─── THE INPUT ───
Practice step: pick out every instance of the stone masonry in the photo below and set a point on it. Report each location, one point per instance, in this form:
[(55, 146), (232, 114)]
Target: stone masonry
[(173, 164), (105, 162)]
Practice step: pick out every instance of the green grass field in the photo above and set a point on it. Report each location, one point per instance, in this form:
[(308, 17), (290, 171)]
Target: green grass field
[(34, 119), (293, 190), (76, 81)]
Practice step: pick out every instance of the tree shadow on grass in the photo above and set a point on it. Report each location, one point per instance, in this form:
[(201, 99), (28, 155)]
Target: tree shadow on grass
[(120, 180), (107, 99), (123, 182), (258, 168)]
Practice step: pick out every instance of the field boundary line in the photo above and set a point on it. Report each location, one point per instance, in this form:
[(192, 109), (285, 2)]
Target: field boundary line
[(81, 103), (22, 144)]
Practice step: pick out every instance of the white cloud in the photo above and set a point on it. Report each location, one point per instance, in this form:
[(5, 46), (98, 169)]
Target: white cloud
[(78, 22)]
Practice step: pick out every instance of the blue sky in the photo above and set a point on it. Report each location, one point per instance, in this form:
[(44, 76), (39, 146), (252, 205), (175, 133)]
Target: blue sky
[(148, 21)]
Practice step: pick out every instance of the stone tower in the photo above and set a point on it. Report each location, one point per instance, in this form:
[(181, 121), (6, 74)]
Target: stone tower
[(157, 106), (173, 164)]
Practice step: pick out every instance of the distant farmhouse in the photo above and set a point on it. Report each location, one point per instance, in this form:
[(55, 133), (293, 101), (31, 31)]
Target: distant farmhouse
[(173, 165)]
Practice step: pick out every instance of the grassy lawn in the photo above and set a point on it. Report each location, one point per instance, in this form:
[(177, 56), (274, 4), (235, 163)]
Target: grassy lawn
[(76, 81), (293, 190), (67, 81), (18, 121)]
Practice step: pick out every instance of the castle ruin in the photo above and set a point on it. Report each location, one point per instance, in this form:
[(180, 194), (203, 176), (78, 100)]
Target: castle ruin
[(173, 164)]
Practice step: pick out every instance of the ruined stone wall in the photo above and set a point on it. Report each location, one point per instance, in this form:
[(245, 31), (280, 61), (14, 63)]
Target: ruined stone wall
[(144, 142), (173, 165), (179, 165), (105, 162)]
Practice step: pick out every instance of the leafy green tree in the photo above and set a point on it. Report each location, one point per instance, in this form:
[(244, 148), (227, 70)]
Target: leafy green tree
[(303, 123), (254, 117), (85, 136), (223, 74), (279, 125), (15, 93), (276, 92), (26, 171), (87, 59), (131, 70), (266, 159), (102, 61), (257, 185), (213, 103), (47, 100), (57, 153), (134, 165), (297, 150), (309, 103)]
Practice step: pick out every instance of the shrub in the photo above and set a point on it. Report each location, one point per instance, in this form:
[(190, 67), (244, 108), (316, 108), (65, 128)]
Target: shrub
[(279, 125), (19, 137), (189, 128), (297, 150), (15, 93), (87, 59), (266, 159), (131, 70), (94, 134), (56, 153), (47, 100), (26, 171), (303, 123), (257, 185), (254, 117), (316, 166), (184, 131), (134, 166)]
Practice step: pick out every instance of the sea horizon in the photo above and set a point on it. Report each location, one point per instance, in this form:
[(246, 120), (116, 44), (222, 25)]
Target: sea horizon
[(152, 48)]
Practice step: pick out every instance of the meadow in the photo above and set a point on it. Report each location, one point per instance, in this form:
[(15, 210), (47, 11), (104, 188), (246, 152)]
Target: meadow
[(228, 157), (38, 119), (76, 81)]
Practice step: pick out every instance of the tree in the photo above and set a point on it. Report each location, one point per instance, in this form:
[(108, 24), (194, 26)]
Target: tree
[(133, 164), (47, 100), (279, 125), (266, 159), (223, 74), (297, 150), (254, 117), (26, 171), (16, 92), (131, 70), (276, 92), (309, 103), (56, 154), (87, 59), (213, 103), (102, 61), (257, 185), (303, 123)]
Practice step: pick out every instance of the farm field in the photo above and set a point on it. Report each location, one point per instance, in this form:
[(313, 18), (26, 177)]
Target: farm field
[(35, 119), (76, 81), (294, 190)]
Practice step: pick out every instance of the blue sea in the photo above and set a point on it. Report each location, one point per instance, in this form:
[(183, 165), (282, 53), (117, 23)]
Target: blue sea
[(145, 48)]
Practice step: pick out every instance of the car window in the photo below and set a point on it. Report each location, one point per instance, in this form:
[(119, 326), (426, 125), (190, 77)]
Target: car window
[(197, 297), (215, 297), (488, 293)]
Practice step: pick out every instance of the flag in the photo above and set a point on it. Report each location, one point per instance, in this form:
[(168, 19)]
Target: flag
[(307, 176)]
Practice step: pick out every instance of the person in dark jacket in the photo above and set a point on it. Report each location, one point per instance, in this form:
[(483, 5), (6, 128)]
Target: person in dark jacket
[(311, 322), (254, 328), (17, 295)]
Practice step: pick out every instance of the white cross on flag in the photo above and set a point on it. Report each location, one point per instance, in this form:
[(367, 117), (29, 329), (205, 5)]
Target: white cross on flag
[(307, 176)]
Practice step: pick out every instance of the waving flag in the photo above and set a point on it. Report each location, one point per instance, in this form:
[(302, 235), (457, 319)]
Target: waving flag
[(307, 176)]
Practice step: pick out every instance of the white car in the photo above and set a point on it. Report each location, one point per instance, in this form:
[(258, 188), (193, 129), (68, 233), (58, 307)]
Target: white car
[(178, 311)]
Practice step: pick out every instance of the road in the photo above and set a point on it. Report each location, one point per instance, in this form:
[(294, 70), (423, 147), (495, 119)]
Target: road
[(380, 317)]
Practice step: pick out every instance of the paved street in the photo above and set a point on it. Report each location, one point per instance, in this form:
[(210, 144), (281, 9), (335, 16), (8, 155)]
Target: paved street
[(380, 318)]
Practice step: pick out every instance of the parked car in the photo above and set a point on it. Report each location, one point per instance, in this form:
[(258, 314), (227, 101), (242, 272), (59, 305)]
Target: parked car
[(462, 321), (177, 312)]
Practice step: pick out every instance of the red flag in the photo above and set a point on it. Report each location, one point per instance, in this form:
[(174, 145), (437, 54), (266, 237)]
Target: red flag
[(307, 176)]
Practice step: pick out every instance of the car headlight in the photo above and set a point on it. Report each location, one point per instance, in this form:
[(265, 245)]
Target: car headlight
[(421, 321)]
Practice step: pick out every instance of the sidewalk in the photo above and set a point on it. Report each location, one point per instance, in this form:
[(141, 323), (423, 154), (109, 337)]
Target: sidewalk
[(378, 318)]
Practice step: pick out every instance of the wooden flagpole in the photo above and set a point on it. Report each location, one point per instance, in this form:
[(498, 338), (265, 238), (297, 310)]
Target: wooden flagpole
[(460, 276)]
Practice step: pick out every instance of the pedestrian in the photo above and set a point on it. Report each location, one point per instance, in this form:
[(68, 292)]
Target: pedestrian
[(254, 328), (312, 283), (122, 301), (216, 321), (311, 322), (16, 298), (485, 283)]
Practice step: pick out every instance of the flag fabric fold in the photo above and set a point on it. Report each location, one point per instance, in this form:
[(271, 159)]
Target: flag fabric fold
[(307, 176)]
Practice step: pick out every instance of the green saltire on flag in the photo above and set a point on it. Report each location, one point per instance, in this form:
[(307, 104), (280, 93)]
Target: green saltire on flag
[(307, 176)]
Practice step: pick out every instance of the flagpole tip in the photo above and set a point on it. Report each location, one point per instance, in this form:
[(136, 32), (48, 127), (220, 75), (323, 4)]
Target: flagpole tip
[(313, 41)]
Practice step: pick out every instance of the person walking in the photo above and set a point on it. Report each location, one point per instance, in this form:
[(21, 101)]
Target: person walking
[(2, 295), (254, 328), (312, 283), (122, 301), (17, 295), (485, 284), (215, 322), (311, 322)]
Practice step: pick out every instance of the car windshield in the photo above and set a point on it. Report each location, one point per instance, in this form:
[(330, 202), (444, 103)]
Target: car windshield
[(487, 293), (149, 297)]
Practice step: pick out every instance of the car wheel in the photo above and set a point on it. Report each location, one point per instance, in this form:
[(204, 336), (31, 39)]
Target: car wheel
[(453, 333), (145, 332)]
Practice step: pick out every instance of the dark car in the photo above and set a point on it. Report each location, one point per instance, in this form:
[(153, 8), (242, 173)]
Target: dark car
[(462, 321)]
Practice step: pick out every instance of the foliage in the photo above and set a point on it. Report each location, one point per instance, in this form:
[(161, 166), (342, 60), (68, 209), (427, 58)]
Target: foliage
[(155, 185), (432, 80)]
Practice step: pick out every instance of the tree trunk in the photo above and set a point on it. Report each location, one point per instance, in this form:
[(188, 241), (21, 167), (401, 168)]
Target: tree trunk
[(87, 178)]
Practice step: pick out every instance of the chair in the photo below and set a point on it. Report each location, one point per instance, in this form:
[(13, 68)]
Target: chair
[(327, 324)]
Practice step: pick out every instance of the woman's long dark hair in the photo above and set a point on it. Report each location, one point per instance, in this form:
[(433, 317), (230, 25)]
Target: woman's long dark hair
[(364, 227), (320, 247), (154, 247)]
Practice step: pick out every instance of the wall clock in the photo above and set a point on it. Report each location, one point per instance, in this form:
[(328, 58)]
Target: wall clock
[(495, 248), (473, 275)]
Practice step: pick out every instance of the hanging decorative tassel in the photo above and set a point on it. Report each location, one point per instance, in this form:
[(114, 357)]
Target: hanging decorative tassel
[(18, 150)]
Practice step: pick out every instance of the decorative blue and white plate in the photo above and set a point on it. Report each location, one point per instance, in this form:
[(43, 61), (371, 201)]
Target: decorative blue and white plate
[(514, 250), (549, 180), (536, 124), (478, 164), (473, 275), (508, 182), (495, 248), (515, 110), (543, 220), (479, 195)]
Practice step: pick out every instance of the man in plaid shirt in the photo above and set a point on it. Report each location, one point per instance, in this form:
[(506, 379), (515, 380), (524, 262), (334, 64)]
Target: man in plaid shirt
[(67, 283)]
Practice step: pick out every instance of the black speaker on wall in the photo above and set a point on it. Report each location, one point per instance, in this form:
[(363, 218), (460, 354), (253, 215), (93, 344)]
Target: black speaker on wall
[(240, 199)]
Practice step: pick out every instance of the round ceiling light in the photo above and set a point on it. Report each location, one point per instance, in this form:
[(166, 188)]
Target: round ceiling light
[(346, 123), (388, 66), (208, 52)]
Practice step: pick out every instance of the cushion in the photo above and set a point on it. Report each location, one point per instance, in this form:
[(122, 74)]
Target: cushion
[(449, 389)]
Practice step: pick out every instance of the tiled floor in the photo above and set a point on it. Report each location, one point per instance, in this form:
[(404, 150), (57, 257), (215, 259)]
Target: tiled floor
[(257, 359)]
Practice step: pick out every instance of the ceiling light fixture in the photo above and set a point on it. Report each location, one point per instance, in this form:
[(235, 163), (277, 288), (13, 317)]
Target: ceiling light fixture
───
PROBLEM TO SOLVE: Turn the material into a Markdown table with the columns "Row" and "Line", starting at the first line and ending at the line that contains "[(34, 119), (293, 190), (76, 81)]", both included. Give each line its own numbered row and leave out blank lines.

TASK RESULT:
| Row | Line |
|---|---|
| 1 | Practice step: pick out every instance of the stone masonry in the photo below and set a point on it. Report each location, one point per instance, in this form: |
| 2 | [(55, 146), (232, 114)] |
| 3 | Target: stone masonry |
| 4 | [(173, 164), (105, 162)] |
| 5 | Practice step: pick out every instance of the green grass field in the photo above and set a point on it. Report each location, one point per instance, in this form: |
| 6 | [(308, 17), (290, 171)] |
| 7 | Target: green grass field |
| 8 | [(34, 119), (293, 190), (76, 81)] |